### Document text ###

They're having Pre Toy Fair, which happened in Tucson.
So all these Mattel people are coming in for dinner.
And I'm--I'd seen ads on TV for He-Man Masters of the Universe was there.
Their live-action figure toy Line and Seven-Eleven was serving Slurpees in He-Man Masters of the Universe cups.
And so I asked my boss at the restaurant if I could be for 15 minutes.
I drove to 7-Eleven and I bought these plastic He-Man cups that they normally serve Slurpees in.
And I had all the cups waiting on the table with drinks in them for when the Mattel people came in.
And so they thought it was hilarious and like, who did this?
Where do these cups come from?
And-and so people pointed to me and I came over to the table.
I started talking to them.
I told them I was a marketing major.
Or, sorry.
Marketing minor, communications major, marketing minor.
And-and they were-- so they invited me since I said I was interested in marketing, they invited me to come to Pre Toy Fair and kind of see how everything worked there.
And so--and I knew Mattel is a big marketing company.
And so I went to Toy Fair and I ended up parlaying that into a summer internship at Mattel.
So I got this, which normally I know they hire like all Ivy--like almost everyone that worked there was from Ivy League schools and private schools.
But I got this summer internship and then when I was an intern at Mattel, I told them that I really--my dream was to work in marketing.
And they said, if you want to be good at marketing, the best thing to do is start in sales.
Salespeople get to know the business, the customer, the products.
They know everything inside and out.
And our best marketing people, you know, have a good understanding of sales.
And so I ended up taking a sales job out of college because my goal was to be in marketing.
But, I started in sales also because I really needed a car.
And so I was looking for a sales job that provided a company car so I could get good experience and get a free car, I thought.
So, I ended up getting a job in pharmaceutical sales with Allergan and I and I told my boss when I interviewed my dream is to be a marketing.
I really want to work in marketing.
So I started in sales and he said, if you do well in sales, I will help you get to that marketing job.
And he did.
I did well in sales and he helped because--you know, he was a mentor to me and a sponsor to me and helped become the person that helped promote me to the people in-house in marketing.
And I ended up with a marketing job there at Allergan and then moved into their capital equipment division.
But then I realized that I was missing some of the critical skills that you--that I believed I needed.
Formal business training, accounting, finance.
Things like that, I had never studied.
I was really good at--I was really creative, and I knew a lot about marketing and communication, but I didn't know accounting, finance, any of the quantitative skills.
So I decided to go back to business school and I ended up going to get an MBA at Duke.
And then, of course, I'm getting my MBA.
I thought, OK, if I want to learn finance and accounting, I should try to get a job on Wall Street for the summer, even though I don't want a--really want a job in Wall Street.
I just want to learn it for the summer.
I just want to learn those skills for the summer.
So I ended up getting a summer internship at Goldman Sachs.
And then even though I thought I'd never really want to work in finance, I got an offer to go back full time to Goldman.
And I ended up working there for three years after business school, because--I'll tell you a secret, I never liked the job, I'm sorry to say, but I loved the people.
I loved the culture of the firm.
I loved the people.
What I loved about the people at Goldman were they were what I call clutch players.

### Entries shown ###

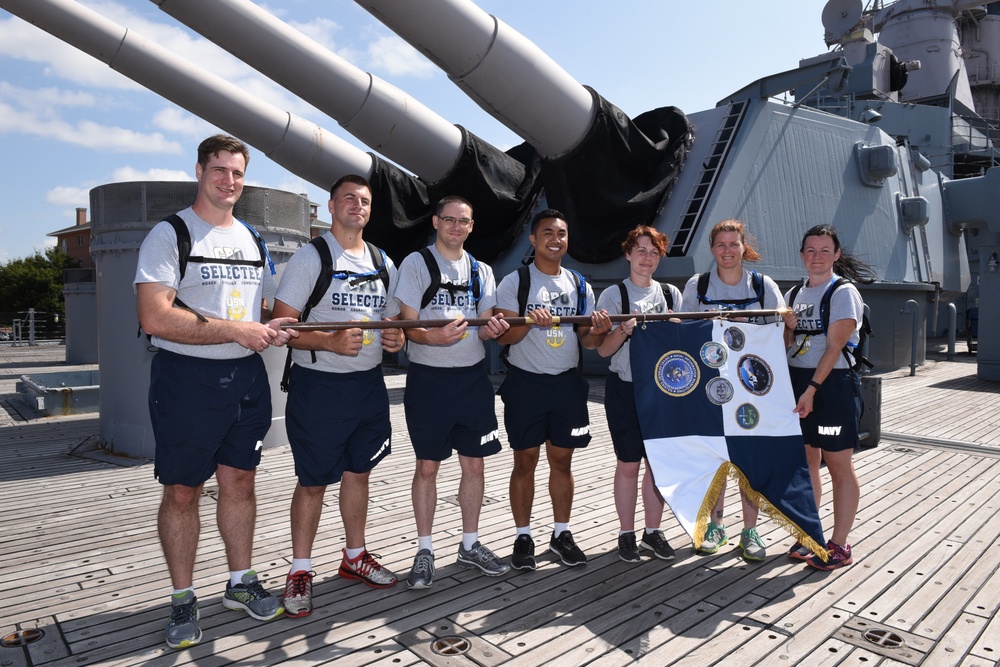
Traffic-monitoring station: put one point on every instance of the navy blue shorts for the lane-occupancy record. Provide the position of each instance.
(623, 421)
(450, 409)
(336, 422)
(833, 424)
(538, 407)
(207, 412)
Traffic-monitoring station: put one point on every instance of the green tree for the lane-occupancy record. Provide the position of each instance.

###

* [Task requirements]
(1) Name every company mentioned in the career story above.
(2) Carry on the career story from its last sentence.

* [Expected outputs]
(1)
- Mattel
- Seven-Eleven (also written 7-Eleven)
- Allergan
- Goldman Sachs

(2)
And what I mean by that is people who tell you they're going to get something done and they get it done, they tell you you're going to have something Tuesday morning by 7:00 a.m. You have it Tuesday morning by 7:00 a.m. You don't have a Thursday, you don't have a Friday.
You don't have it by 10:00 a.m. You have a Tuesday at seven a.m. And I place a very high value on people who--who are true to their word.
So I was at Goldman.
And then--but I started climbing, you know, I had started climbing.
This is turning into a long story.
I'm so sorry.
I started climbing back when I was--before I started grad school.
I quit my job a couple months before I started grad school.
I just felt like I wanted to take a little bit of time off.
So two months before I started at Duke, I quit my job and I started climbing mountains.
That's when I climbed my first mountain.
I was thirty-two years old.
And then every time I had a break from-from classes.
So we were on six-week terms at Duke.
Every time we had a break, I would go to another mountain.
So I never lost his passion to climb.
And I just thought, oh, when I go to Goldman, I'm probably going to have to give up this passion for a while.
But actually, I didn't because I was able to take a couple leaves of absence to climb a couple of mountains while I was still at Goldman, but then I realized my heart was really in the mountains, it wasn't at Goldman.
So I left the firm after three years.
And--and I've been climbing mountains ever since.
So and then I do a lot of speaking engagements and I join the part-time faculty at the US Military Academy at West Point.
I currently still lecture there through the Thayer Leadership Group, which is an executive education program.
So you don't really make any money climbing mountains.
So you got to do other stuff on the side.
Great.
So let's--let's get into the adventure side, the mountain climbing.
So help us get in this mindset.
You--you climb a small one and then you want to climb the bigger one and then you want to find the bigger one.
Do you start with thinking I'm going to climb the biggest peaks in the world?
How how does that interest align over time?
No.
So about 18 months after my second heart surgery, a couple of friends of mine decided they wanted to go to Mount Kilimanjaro.
And that's when I thought, oh, this is great.
I can do something that I couldn't have done before my surgery.
I want to do something to celebrate my new state of good health.
So we were going to go to Kilimanjaro, the three of us, and then a couple of weeks before we were supposed to go, they decided that they wanted to go to Club Med in Cancun instead.
Well, I didn't want to go to Club Med in Cancun because warm weather, you know, sitting poolside, whatever.
I mean, I grew up in Phoenix and we spent--we would go every week.
We would spend a week in San Diego for vacation.
So beaches, warm weather.
I had that before.
I want to do something different.
So I decided--I went to Kilamanjaro by myself.
I used all my frequent flier miles and flew to Tanzania.
I lived and worked in Southeast Asia for Allergan prior to starting grad school, so I had a ton of frequent flier miles.
I just didn't have any money.
But I realized that I could get anywhere I wanted to go with my miles for free.
And I just--I just couldn't afford hotels or anything like that.
So, I knew if I could throw everything I needed in a backpack; a cooking stove, a sleeping bag, a tent, warm clothes, I could basically travel a ton without really spending very much money, you know, staying at hostels here and there.
And so I just went to Kilimanjaro by myself.
That was the first mountain I ever went to.
I borrowed all the warm clothes that I needed because I--growing up in Arizona, I just didn't have any warm clothes.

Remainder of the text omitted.